=== DATA SHOWN ===

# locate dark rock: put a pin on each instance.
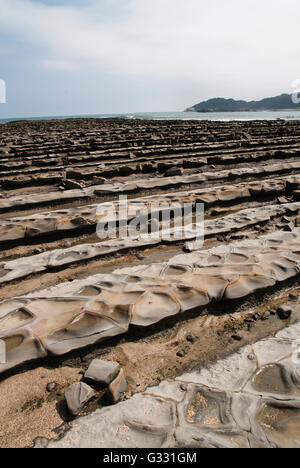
(78, 221)
(99, 181)
(266, 316)
(71, 184)
(103, 372)
(293, 297)
(284, 312)
(282, 200)
(38, 251)
(77, 396)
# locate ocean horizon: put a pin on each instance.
(211, 116)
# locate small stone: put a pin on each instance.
(266, 316)
(190, 339)
(51, 387)
(237, 337)
(140, 257)
(38, 251)
(102, 372)
(284, 312)
(77, 396)
(117, 387)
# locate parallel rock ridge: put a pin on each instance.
(86, 312)
(173, 291)
(235, 403)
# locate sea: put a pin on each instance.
(215, 116)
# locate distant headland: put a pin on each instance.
(282, 102)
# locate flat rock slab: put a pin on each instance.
(85, 312)
(260, 409)
(77, 396)
(102, 372)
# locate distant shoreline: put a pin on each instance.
(219, 111)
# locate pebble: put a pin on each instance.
(51, 387)
(77, 396)
(284, 312)
(237, 337)
(102, 372)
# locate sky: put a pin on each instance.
(74, 57)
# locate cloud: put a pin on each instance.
(193, 41)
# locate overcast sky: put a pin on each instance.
(62, 57)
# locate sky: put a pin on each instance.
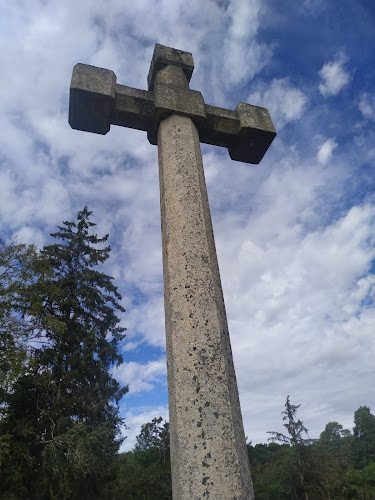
(295, 235)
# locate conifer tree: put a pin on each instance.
(63, 415)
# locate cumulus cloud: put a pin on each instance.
(244, 55)
(326, 150)
(141, 376)
(135, 419)
(334, 76)
(367, 106)
(285, 102)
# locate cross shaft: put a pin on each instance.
(208, 449)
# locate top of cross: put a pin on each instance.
(97, 101)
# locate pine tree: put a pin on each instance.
(295, 439)
(63, 415)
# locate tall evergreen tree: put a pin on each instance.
(295, 438)
(63, 415)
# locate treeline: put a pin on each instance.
(59, 405)
(339, 465)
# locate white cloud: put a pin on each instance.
(367, 106)
(334, 76)
(285, 102)
(135, 419)
(141, 376)
(244, 56)
(325, 151)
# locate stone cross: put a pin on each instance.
(208, 449)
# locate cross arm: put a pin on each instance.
(97, 101)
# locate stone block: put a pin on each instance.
(186, 102)
(164, 56)
(255, 136)
(92, 97)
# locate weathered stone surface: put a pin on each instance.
(167, 56)
(208, 449)
(256, 133)
(96, 102)
(92, 96)
(133, 108)
(209, 458)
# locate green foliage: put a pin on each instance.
(145, 473)
(361, 483)
(18, 264)
(61, 421)
(364, 434)
(333, 433)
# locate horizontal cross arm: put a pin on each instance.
(97, 101)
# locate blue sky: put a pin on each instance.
(295, 235)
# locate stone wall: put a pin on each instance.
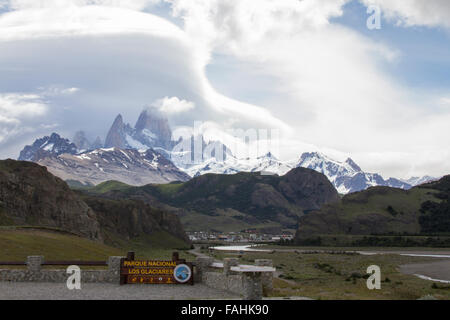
(251, 285)
(35, 273)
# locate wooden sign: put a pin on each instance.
(176, 271)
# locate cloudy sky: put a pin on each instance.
(311, 69)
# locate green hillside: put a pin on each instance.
(423, 210)
(17, 244)
(233, 202)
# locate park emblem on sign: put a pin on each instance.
(176, 271)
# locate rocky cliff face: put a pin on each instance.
(117, 135)
(81, 141)
(52, 145)
(128, 219)
(30, 195)
(129, 166)
(382, 211)
(152, 129)
(242, 200)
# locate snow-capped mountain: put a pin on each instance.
(129, 151)
(128, 166)
(52, 145)
(152, 130)
(346, 176)
(266, 164)
(415, 181)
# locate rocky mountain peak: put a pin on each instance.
(117, 134)
(152, 129)
(52, 145)
(81, 141)
(353, 165)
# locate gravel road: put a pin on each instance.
(101, 291)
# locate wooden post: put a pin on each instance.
(123, 278)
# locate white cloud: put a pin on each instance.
(330, 90)
(18, 112)
(173, 105)
(36, 4)
(430, 13)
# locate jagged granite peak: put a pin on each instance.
(347, 177)
(116, 137)
(415, 181)
(97, 144)
(129, 166)
(81, 141)
(52, 145)
(152, 129)
(353, 165)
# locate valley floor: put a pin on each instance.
(340, 273)
(97, 291)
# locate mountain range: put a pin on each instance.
(31, 196)
(233, 202)
(146, 154)
(422, 210)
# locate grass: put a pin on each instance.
(342, 276)
(17, 244)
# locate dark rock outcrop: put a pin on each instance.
(30, 195)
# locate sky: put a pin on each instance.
(311, 69)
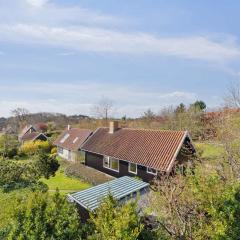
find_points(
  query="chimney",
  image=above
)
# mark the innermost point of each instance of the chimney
(113, 126)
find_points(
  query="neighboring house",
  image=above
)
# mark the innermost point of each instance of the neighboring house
(135, 152)
(70, 141)
(29, 133)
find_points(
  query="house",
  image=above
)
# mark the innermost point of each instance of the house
(136, 152)
(70, 142)
(29, 133)
(122, 189)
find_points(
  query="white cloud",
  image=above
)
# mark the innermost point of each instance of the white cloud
(37, 3)
(76, 98)
(101, 40)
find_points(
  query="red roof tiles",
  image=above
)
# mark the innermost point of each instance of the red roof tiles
(152, 148)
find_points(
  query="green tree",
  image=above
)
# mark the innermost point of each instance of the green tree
(8, 146)
(180, 109)
(45, 218)
(113, 221)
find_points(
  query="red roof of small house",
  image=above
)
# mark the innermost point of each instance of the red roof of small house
(151, 148)
(73, 138)
(31, 136)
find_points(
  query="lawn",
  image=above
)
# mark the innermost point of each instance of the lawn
(64, 184)
(9, 202)
(210, 150)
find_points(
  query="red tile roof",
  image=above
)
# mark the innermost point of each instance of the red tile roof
(31, 136)
(76, 138)
(152, 148)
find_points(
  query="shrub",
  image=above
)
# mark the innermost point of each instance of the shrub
(45, 217)
(54, 150)
(115, 221)
(31, 148)
(8, 146)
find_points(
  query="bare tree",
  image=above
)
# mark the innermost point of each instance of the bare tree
(232, 98)
(21, 114)
(20, 118)
(103, 108)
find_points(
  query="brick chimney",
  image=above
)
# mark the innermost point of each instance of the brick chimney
(113, 126)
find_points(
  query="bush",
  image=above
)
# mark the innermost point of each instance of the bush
(45, 217)
(35, 147)
(54, 151)
(86, 174)
(8, 146)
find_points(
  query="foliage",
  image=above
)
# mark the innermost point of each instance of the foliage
(14, 173)
(86, 174)
(197, 205)
(47, 165)
(45, 218)
(35, 147)
(199, 105)
(115, 222)
(8, 146)
(54, 150)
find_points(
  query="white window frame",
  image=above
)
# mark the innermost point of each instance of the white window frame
(110, 163)
(150, 172)
(129, 168)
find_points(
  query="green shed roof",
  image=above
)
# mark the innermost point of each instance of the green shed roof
(120, 188)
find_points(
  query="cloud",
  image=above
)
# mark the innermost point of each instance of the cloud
(109, 41)
(37, 3)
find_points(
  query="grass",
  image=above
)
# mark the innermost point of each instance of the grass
(64, 184)
(9, 202)
(210, 150)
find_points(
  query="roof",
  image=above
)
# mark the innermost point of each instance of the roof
(152, 148)
(76, 137)
(120, 188)
(31, 136)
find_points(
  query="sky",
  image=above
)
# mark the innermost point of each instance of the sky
(65, 55)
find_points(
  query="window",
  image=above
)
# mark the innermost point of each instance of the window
(106, 162)
(111, 163)
(132, 167)
(152, 171)
(75, 139)
(64, 138)
(60, 150)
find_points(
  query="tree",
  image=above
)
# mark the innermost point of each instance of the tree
(232, 98)
(8, 146)
(21, 114)
(103, 108)
(116, 222)
(149, 114)
(47, 218)
(47, 165)
(180, 109)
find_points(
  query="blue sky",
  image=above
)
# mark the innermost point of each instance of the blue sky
(63, 56)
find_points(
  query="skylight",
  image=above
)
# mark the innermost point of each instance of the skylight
(64, 138)
(75, 139)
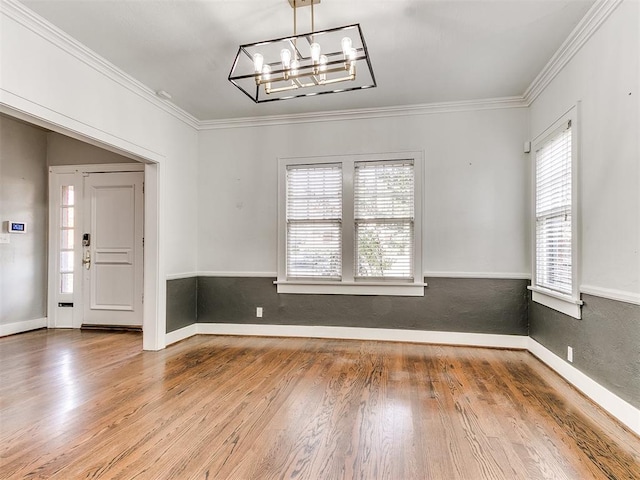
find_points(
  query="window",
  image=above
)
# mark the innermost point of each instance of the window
(67, 225)
(383, 198)
(351, 225)
(314, 221)
(554, 280)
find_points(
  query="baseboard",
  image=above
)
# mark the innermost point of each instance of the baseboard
(19, 327)
(181, 334)
(617, 407)
(354, 333)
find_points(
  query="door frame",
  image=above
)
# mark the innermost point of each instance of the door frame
(73, 175)
(155, 291)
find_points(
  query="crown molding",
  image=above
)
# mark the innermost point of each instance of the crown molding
(366, 113)
(596, 16)
(38, 25)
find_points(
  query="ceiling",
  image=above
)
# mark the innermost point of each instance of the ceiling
(422, 51)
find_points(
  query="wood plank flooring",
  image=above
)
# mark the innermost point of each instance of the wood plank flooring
(92, 405)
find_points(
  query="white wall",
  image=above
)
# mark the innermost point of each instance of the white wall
(476, 179)
(604, 77)
(23, 197)
(63, 150)
(50, 79)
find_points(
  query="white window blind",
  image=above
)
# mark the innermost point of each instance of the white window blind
(314, 221)
(384, 219)
(553, 213)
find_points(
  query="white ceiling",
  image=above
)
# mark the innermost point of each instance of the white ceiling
(422, 51)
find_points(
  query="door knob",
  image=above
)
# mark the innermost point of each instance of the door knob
(86, 260)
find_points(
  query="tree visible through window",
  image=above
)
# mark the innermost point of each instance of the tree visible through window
(384, 219)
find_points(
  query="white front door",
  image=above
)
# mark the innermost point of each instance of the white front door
(113, 259)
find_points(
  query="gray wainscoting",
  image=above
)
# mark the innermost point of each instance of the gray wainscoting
(182, 306)
(455, 305)
(606, 342)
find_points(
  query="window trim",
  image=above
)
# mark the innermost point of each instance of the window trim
(348, 285)
(568, 304)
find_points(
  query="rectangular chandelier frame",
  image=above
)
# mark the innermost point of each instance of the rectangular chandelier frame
(338, 73)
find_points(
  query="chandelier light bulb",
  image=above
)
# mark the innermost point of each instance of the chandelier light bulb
(266, 72)
(315, 53)
(285, 56)
(346, 46)
(258, 61)
(323, 63)
(295, 66)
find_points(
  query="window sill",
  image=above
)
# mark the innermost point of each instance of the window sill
(561, 303)
(351, 288)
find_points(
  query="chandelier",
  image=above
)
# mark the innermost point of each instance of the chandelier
(315, 63)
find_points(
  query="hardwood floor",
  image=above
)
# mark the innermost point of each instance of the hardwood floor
(85, 404)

=== YOUR INSTRUCTIONS ===
Gather every line of the listing that contains the word "blind", and treat uppercase and lowercase letters as different.

=== RESULT OF THIS EXERCISE ===
  query="white window blind",
# mark the innermost point of each instance of the white window blind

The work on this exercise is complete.